[[ Source material, beginning ]]

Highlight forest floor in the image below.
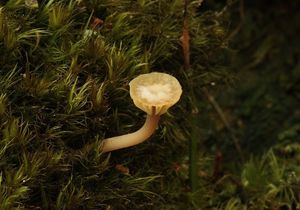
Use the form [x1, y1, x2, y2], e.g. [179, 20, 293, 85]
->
[194, 1, 300, 208]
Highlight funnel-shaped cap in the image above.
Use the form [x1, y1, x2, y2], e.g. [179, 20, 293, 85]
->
[129, 72, 182, 115]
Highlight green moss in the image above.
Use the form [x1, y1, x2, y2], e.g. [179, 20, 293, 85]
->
[0, 0, 299, 209]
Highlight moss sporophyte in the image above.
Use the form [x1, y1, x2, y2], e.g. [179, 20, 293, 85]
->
[101, 72, 182, 153]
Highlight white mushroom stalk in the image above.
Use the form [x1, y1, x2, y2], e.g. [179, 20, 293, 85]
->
[101, 111, 160, 153]
[101, 72, 182, 153]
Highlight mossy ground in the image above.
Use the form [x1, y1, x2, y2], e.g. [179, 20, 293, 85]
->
[0, 0, 299, 209]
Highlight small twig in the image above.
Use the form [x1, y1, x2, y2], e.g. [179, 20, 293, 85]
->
[228, 0, 245, 41]
[202, 87, 244, 162]
[182, 0, 190, 70]
[182, 0, 198, 191]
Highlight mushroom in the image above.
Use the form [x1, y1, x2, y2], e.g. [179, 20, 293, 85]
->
[101, 72, 182, 153]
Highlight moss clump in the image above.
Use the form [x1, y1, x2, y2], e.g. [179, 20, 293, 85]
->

[[ Source material, end ]]

Exercise instructions. Each line in the records above with "image" must be returned.

Solution for this task.
Highlight forest floor in the image below.
Highlight funnel-shaped cap in the image above.
Highlight green moss in the image above.
Highlight moss sporophyte in the image above.
Highlight white mushroom stalk in the image above.
Highlight mossy ground in the image above.
Highlight small twig in the image above.
Highlight mushroom in the image above.
Highlight moss clump in the image above.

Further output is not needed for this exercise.